▶ **DATA EXCERPTS**:
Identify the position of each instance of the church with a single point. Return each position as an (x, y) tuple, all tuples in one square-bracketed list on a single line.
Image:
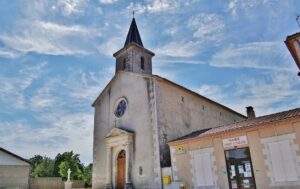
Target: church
[(138, 113)]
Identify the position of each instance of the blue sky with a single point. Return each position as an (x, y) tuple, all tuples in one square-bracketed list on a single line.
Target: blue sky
[(56, 57)]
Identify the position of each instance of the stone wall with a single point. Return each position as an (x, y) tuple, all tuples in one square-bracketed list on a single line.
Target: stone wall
[(181, 163), (181, 112), (14, 176), (137, 118)]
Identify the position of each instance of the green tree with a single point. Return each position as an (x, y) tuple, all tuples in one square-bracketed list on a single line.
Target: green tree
[(86, 175), (34, 161), (44, 168), (69, 160)]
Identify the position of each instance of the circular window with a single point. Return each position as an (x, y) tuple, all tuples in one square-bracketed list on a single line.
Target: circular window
[(121, 108)]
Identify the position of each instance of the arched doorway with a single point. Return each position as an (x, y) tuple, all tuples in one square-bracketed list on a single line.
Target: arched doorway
[(121, 166)]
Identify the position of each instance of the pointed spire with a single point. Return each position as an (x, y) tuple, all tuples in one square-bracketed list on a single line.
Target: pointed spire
[(133, 35)]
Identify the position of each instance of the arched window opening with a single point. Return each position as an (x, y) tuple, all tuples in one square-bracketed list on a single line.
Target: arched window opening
[(142, 63)]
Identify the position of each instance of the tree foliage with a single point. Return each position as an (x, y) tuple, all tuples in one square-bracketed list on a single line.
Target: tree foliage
[(44, 168), (58, 167)]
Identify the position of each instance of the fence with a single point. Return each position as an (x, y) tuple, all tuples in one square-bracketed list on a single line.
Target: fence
[(52, 183), (46, 183)]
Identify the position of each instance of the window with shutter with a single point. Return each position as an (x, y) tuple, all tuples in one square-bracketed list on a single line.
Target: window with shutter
[(203, 168), (282, 160)]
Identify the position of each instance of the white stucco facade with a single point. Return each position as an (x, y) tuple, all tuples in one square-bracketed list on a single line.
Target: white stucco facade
[(154, 111)]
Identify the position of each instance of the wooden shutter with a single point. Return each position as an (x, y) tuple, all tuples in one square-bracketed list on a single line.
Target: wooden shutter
[(203, 168), (276, 162)]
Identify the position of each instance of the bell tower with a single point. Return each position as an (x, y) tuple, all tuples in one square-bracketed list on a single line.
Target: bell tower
[(133, 57)]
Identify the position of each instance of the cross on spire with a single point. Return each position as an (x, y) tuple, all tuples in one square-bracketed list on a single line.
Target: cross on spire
[(133, 35)]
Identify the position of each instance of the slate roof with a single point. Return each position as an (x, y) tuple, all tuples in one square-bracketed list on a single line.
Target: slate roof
[(293, 113), (16, 156), (133, 35)]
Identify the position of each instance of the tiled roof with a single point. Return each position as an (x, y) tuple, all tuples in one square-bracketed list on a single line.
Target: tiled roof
[(245, 124)]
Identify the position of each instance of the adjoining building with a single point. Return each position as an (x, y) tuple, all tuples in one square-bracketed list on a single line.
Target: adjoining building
[(260, 152), (137, 113), (14, 170)]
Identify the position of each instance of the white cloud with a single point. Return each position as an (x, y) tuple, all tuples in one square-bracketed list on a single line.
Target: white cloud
[(12, 87), (90, 84), (156, 6), (61, 133), (110, 46), (71, 7), (207, 26), (50, 38), (213, 92), (275, 91), (179, 49), (235, 5), (265, 55), (108, 1), (9, 53)]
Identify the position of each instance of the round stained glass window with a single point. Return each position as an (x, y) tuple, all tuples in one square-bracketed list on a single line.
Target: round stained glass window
[(121, 108)]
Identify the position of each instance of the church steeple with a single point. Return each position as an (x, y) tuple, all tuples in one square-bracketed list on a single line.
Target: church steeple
[(133, 35), (134, 57)]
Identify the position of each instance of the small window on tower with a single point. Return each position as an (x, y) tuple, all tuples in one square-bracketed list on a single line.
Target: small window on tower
[(142, 63)]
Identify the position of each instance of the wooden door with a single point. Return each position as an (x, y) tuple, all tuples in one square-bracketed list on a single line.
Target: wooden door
[(121, 161)]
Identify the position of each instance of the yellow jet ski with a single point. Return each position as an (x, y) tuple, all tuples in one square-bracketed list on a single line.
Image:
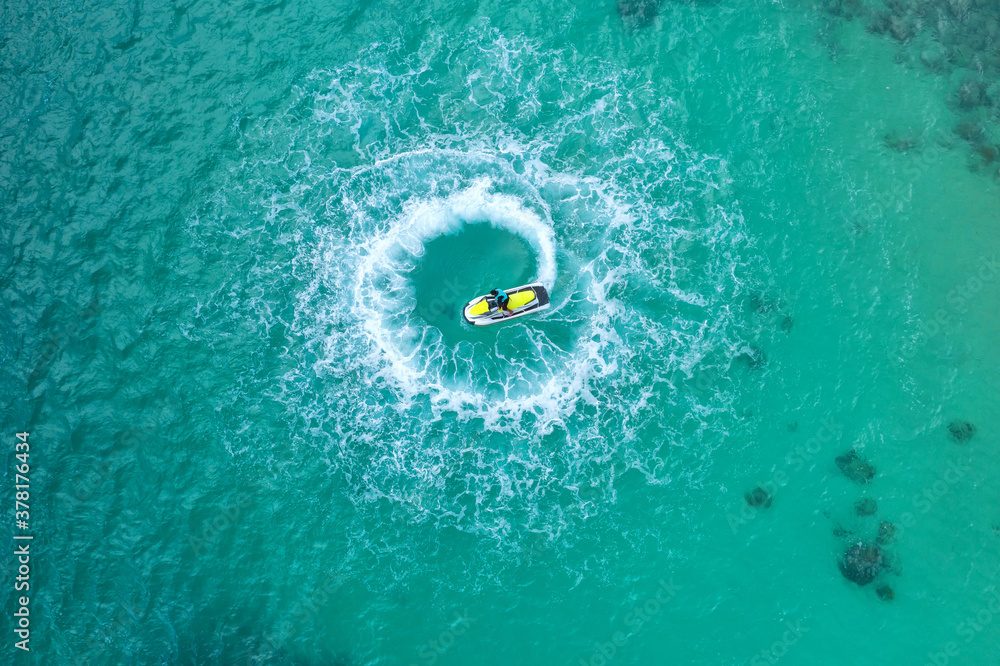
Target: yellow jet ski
[(529, 299)]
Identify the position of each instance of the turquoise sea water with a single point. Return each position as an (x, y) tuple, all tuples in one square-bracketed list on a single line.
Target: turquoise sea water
[(236, 243)]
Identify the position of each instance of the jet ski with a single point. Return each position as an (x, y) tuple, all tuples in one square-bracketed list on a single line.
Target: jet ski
[(529, 299)]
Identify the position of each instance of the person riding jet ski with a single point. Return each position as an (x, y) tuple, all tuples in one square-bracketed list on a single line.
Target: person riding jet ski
[(503, 300)]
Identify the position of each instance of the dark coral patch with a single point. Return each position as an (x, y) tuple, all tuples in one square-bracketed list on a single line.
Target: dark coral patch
[(855, 468), (758, 498), (861, 563), (886, 532)]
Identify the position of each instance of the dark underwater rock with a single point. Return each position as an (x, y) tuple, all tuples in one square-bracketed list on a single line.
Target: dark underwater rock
[(865, 506), (861, 563), (961, 431), (855, 468), (758, 497), (886, 532)]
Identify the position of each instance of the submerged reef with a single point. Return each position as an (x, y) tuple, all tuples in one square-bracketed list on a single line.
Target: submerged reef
[(958, 40), (865, 506), (886, 533), (855, 468), (961, 431), (758, 498), (861, 563)]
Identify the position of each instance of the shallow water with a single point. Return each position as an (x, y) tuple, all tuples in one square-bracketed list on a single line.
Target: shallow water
[(238, 240)]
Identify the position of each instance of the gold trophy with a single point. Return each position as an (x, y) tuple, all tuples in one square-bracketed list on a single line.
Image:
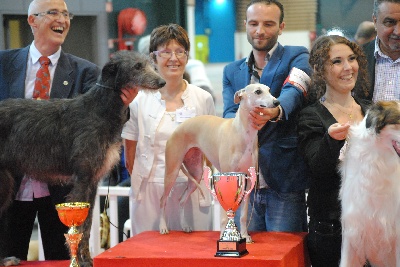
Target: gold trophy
[(230, 188), (73, 214)]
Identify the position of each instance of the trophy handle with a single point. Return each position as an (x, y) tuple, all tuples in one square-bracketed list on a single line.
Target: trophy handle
[(207, 181), (253, 179)]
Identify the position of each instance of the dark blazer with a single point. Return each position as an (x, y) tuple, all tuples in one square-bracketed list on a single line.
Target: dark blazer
[(73, 76), (369, 49), (280, 162), (321, 153)]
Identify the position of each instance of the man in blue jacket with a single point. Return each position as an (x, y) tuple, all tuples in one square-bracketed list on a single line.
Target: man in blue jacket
[(278, 201)]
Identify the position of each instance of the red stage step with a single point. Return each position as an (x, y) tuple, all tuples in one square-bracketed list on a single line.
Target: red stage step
[(197, 249)]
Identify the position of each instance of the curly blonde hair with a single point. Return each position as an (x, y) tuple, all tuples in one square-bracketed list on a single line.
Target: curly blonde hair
[(319, 55)]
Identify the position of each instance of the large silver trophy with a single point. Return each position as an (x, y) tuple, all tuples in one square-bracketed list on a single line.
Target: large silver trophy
[(230, 188)]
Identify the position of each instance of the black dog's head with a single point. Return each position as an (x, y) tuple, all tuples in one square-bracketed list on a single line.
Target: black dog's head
[(128, 69), (384, 118)]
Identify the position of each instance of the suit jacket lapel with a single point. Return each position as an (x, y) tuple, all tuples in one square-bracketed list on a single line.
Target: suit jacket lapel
[(272, 66), (242, 77), (16, 77), (62, 81)]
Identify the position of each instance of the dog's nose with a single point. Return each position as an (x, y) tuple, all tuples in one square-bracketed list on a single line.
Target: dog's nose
[(161, 82)]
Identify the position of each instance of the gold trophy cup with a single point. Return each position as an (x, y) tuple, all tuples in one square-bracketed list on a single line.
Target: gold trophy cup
[(230, 188), (73, 214)]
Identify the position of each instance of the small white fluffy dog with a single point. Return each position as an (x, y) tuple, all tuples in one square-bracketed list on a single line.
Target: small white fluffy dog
[(370, 192)]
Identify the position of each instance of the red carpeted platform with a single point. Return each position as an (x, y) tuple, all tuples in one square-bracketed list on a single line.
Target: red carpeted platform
[(197, 249), (45, 263)]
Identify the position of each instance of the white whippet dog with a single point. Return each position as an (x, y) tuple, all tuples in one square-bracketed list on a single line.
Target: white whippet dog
[(231, 145)]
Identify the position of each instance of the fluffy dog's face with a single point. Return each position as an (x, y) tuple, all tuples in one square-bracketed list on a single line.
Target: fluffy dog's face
[(384, 118), (256, 95), (128, 69)]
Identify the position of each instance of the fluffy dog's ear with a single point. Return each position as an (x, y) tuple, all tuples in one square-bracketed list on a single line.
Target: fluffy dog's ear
[(238, 96), (382, 114)]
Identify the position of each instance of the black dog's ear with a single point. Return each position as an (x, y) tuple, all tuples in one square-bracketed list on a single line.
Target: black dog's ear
[(109, 70), (138, 66)]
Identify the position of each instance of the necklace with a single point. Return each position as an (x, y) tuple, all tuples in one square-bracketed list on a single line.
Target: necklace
[(172, 116), (350, 115), (257, 68)]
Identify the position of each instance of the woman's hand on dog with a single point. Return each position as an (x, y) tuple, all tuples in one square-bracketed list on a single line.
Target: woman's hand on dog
[(339, 131), (128, 94), (260, 116)]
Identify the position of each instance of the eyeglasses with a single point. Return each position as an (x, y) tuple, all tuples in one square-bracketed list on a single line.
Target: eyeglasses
[(168, 54), (56, 14)]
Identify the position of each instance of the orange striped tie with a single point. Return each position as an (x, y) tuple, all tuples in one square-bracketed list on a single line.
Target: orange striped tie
[(42, 82)]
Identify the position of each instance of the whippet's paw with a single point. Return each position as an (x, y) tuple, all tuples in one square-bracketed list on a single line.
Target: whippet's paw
[(185, 226), (10, 261)]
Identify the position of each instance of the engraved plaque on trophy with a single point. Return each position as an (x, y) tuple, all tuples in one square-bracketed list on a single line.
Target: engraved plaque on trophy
[(73, 214), (230, 190)]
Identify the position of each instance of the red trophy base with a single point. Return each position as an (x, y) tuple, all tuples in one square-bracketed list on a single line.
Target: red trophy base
[(231, 248)]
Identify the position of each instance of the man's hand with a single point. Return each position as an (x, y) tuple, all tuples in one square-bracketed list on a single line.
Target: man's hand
[(260, 116), (128, 94)]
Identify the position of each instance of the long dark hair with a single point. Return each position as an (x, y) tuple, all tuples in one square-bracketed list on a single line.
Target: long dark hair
[(319, 55)]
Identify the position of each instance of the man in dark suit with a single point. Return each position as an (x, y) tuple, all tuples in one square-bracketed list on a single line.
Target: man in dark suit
[(383, 53), (279, 199), (69, 76)]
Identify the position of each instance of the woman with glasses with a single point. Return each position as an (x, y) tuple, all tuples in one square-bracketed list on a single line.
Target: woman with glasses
[(153, 118)]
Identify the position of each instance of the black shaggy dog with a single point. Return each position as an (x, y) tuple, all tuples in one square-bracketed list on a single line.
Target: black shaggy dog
[(71, 141)]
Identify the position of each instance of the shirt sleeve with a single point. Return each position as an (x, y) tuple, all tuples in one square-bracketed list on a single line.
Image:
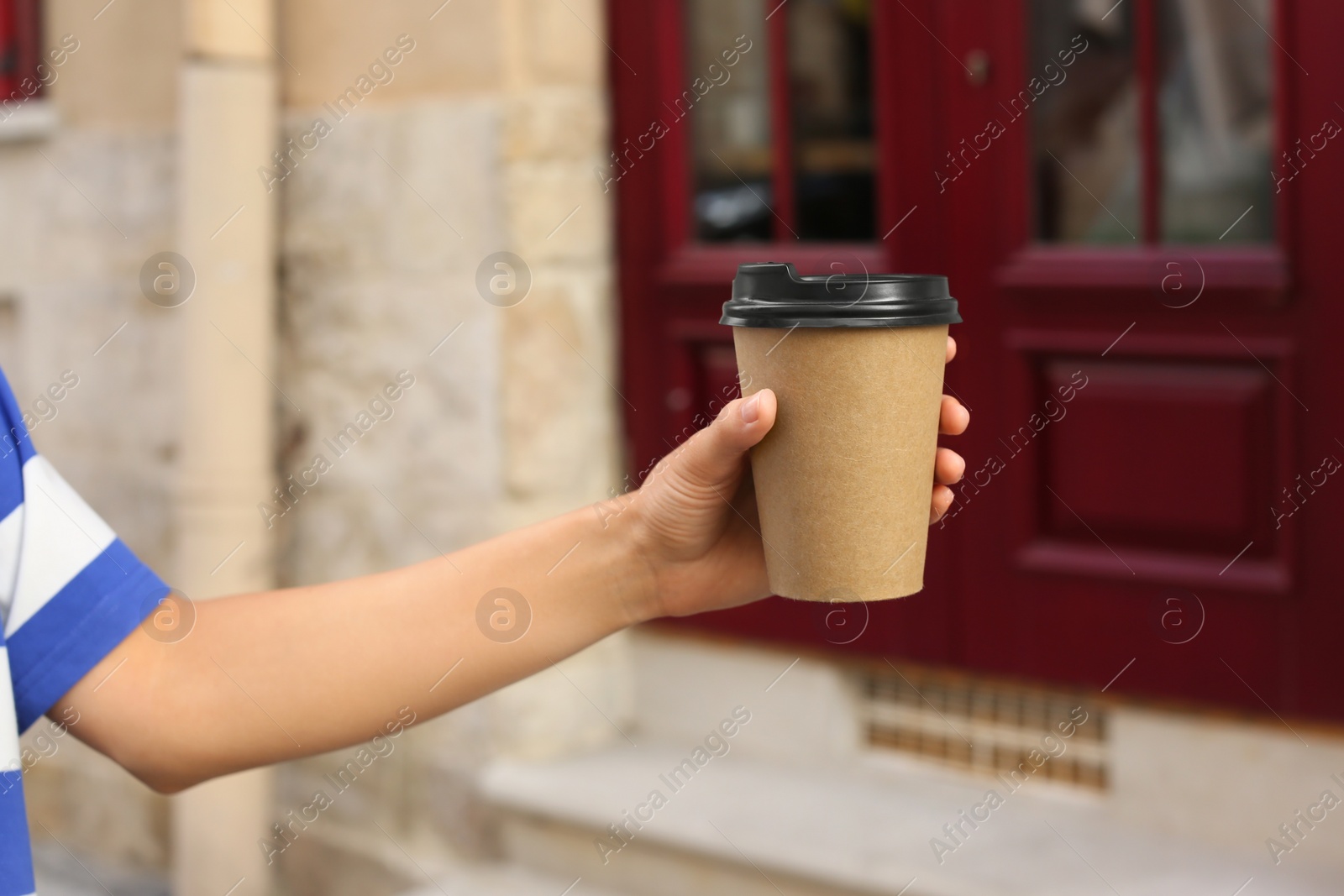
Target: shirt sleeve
[(71, 590)]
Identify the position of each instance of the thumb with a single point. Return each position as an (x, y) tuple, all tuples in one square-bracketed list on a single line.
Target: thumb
[(714, 456)]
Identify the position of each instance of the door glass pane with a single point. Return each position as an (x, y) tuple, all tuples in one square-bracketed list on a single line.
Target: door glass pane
[(831, 105), (727, 102), (1082, 97), (1216, 121)]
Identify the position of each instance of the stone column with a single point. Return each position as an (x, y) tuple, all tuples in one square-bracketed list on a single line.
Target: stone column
[(226, 230)]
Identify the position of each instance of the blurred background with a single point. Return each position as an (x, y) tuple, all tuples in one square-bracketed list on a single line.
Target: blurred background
[(228, 224)]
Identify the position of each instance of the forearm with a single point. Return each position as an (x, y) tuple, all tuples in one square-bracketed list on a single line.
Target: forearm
[(273, 676)]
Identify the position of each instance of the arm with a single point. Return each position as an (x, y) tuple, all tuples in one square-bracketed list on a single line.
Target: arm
[(265, 678)]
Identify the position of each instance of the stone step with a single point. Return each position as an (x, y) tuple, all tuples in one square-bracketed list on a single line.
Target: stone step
[(741, 825)]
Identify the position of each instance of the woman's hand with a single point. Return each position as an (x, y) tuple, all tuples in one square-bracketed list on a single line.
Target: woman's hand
[(696, 515)]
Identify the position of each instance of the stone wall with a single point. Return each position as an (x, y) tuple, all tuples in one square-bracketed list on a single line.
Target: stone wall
[(483, 141)]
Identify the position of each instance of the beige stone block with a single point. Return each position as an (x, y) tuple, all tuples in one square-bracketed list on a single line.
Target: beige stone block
[(577, 705), (124, 73), (554, 402), (564, 42), (555, 123), (232, 29), (558, 212), (333, 43), (91, 805)]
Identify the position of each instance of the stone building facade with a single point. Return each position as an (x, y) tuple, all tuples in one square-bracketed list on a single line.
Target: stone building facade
[(480, 139)]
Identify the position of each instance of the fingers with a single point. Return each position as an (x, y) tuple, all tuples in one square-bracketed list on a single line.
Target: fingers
[(948, 466), (941, 501), (714, 456), (953, 418)]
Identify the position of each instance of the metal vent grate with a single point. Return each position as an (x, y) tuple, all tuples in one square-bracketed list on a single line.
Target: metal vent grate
[(985, 727)]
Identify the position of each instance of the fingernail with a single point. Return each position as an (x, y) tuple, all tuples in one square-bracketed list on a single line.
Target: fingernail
[(752, 409)]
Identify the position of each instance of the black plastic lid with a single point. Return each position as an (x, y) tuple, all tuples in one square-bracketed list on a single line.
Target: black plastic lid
[(773, 295)]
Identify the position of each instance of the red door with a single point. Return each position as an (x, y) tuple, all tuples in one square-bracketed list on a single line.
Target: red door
[(19, 53), (1135, 203)]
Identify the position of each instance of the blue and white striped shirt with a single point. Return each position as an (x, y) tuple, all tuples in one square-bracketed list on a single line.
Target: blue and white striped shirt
[(71, 591)]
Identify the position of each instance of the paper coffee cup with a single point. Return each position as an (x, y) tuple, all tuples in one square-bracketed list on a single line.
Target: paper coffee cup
[(844, 477)]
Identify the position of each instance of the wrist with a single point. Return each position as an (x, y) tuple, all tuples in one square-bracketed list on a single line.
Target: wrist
[(642, 600)]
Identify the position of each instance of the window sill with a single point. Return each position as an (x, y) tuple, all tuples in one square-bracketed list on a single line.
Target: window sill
[(31, 121)]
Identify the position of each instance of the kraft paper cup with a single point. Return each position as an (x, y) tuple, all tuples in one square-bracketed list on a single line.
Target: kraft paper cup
[(844, 477)]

▶ **TASK**: Rescale the data between the line containing "Identify the position of each instance of the dark coral" and the line containing "[(238, 240)]", inclusive, and give only those lines. Rewrite every line, requests included, multiplying each coordinate in the answers by 1.1 and rounding to the nearest whole number, with halves rounded up.

▶ **EXERCISE SOLUTION**:
Identify the position of each instance of the dark coral patch with a single point. Return each position as an (x, y) tuple, all tuples in one square-bracketed list on a single line.
Target: dark coral patch
[(941, 515), (834, 548), (947, 619), (975, 585)]
Identify the position of each instance of the dark underwater rock with a single point. Return each position as an (x, y) tuple, all tuples in one square-bracketed list on a single line.
Target: dark underwater rock
[(952, 557), (947, 619), (1057, 474), (941, 515), (834, 547), (975, 585)]
Identify the position of each instance of the submerged reef with a single point. Return each position as an (x, y) tuple, all tuples in one square-bracketed list on a single line.
Target: submerged reef
[(1054, 44), (952, 557), (975, 586), (941, 515), (1057, 474), (834, 548), (947, 619)]
Identify the position of each instance of the shallow water with a single point. Return each position as an (x, y) tuple, all tuples in one square-bracketed list on a single line.
Target: shallow water
[(262, 264)]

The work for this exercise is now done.